AIM: Can you add 145 to every bounding box coordinate in the answers across the stretch from the line containing "Detect stage backdrop." through the end of the entries, and write those lines out again with their requests kept?

===== RECORDS PROVIDED

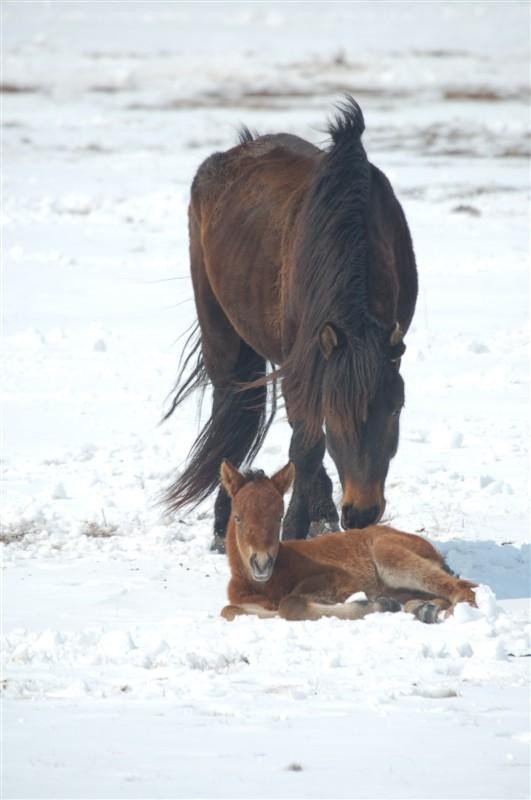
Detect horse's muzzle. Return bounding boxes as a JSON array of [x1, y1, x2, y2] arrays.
[[341, 505, 385, 530], [249, 553, 275, 583]]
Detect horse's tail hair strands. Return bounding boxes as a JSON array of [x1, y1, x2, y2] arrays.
[[328, 94, 365, 144]]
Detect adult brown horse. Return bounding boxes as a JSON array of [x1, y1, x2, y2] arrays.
[[166, 97, 417, 548]]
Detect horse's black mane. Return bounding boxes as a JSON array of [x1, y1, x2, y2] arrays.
[[282, 96, 387, 444], [242, 469, 267, 483]]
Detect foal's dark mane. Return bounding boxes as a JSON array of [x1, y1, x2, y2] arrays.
[[280, 97, 387, 438]]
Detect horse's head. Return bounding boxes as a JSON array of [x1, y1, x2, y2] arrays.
[[320, 324, 405, 528], [220, 460, 295, 582]]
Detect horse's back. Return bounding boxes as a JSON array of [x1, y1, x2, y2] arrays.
[[190, 133, 321, 363], [192, 133, 322, 201]]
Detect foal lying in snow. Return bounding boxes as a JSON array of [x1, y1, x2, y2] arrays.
[[221, 461, 476, 622]]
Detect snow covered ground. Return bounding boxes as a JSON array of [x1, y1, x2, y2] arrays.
[[1, 0, 531, 800]]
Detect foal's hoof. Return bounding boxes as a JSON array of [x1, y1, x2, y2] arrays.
[[210, 533, 225, 553], [375, 594, 402, 614], [308, 519, 339, 539]]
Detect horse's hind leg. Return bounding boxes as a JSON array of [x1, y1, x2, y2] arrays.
[[372, 533, 476, 605], [168, 206, 268, 550], [282, 422, 339, 539]]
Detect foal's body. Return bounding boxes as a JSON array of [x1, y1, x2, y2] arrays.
[[222, 462, 475, 622]]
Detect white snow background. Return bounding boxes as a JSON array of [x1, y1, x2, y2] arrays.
[[1, 0, 531, 800]]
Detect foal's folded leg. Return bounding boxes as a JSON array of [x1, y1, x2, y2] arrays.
[[221, 603, 278, 622], [278, 594, 401, 620]]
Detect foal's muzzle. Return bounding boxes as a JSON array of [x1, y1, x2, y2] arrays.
[[249, 553, 274, 582]]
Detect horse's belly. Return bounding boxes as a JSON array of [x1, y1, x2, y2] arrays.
[[203, 213, 282, 364]]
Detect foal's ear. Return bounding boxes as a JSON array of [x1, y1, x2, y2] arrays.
[[319, 322, 339, 361], [271, 461, 295, 495], [219, 458, 245, 497]]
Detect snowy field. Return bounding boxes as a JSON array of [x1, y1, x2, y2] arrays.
[[1, 0, 531, 800]]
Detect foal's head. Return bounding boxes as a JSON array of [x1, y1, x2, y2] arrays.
[[221, 461, 295, 582]]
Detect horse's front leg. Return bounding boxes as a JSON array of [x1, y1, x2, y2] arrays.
[[221, 596, 278, 622], [282, 423, 339, 540], [278, 569, 401, 620]]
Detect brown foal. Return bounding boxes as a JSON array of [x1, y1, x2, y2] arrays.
[[221, 461, 477, 622]]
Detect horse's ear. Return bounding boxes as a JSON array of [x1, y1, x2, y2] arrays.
[[271, 461, 295, 495], [319, 322, 339, 361], [219, 458, 245, 497]]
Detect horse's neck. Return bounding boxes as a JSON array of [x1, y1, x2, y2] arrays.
[[225, 515, 246, 579]]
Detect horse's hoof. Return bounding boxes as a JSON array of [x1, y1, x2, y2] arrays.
[[415, 601, 444, 625], [210, 533, 225, 553], [308, 519, 339, 539]]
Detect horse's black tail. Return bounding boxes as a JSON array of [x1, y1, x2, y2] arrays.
[[164, 326, 276, 511]]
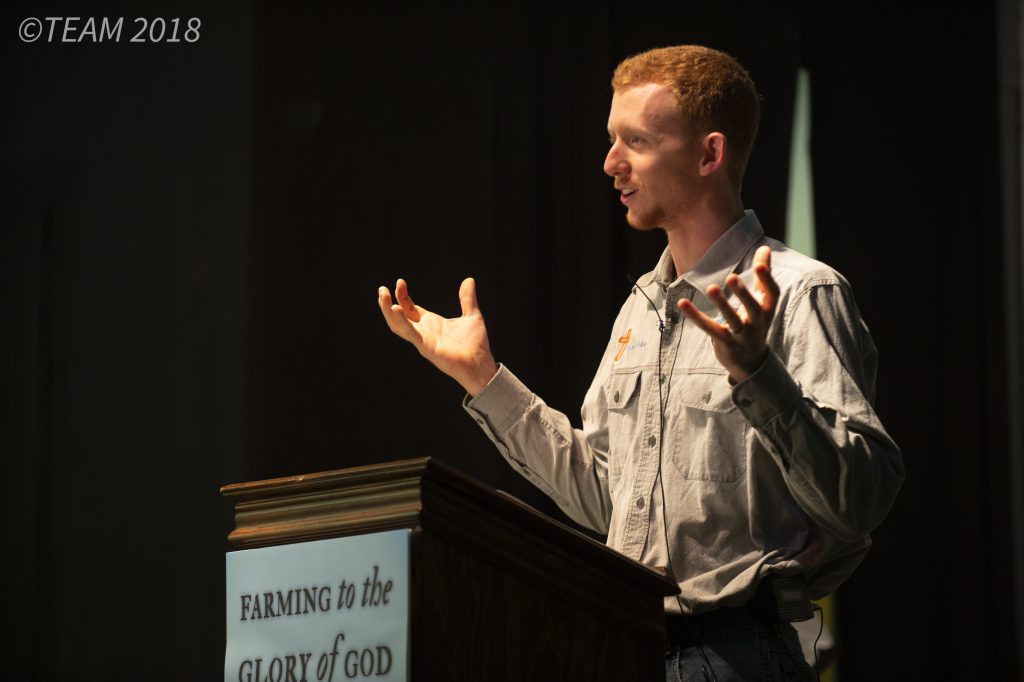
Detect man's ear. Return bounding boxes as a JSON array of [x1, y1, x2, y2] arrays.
[[699, 132, 726, 176]]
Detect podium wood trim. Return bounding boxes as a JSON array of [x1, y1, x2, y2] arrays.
[[221, 458, 678, 679]]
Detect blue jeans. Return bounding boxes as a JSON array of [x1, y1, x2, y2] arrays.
[[665, 623, 817, 682]]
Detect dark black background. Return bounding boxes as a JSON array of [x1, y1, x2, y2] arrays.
[[0, 1, 1016, 680]]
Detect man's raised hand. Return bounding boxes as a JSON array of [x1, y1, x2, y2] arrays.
[[377, 278, 498, 395], [678, 246, 778, 382]]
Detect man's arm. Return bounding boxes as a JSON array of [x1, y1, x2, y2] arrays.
[[679, 247, 903, 541], [377, 279, 611, 532]]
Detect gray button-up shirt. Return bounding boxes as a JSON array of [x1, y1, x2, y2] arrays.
[[464, 211, 903, 613]]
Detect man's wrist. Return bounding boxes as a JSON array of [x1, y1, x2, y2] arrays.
[[462, 358, 498, 397]]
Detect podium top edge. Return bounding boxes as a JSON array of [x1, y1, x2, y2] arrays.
[[220, 457, 454, 498]]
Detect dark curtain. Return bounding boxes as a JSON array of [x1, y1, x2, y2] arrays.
[[0, 2, 1015, 680]]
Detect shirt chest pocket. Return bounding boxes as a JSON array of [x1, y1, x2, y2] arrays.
[[605, 370, 642, 478], [666, 369, 748, 483]]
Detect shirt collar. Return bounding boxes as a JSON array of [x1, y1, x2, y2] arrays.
[[644, 211, 765, 293]]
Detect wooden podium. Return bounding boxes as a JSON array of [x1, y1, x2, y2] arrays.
[[221, 458, 677, 681]]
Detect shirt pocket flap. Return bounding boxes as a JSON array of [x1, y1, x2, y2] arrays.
[[605, 370, 640, 410], [680, 369, 736, 413]]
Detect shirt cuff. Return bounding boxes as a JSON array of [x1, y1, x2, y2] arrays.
[[462, 365, 534, 439], [732, 350, 803, 427]]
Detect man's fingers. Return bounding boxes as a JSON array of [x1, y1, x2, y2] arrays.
[[754, 245, 771, 270], [676, 298, 731, 342], [459, 278, 480, 315], [725, 274, 764, 321], [377, 287, 420, 345], [708, 285, 743, 332], [394, 279, 420, 322], [754, 261, 778, 310]]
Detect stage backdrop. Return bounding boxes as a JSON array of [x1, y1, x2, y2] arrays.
[[0, 1, 1014, 680]]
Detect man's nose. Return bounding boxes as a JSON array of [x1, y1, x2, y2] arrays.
[[604, 142, 630, 177]]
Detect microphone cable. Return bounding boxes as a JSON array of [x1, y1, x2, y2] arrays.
[[626, 273, 718, 682]]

==========

WRITTEN RESPONSE:
Detect stage backdrop. Return bounding boxes as a JSON array of [x1, y1, x2, y2] arrays.
[[145, 146, 1159, 825]]
Detect man's nose. Return bounding boxes as a JSON array of [x1, y1, x2, y2] arrays.
[[749, 287, 775, 322]]
Detect microphone cable. Return bounding boxes as a JSON array of [x1, y1, x2, y2] arrays.
[[771, 418, 863, 827]]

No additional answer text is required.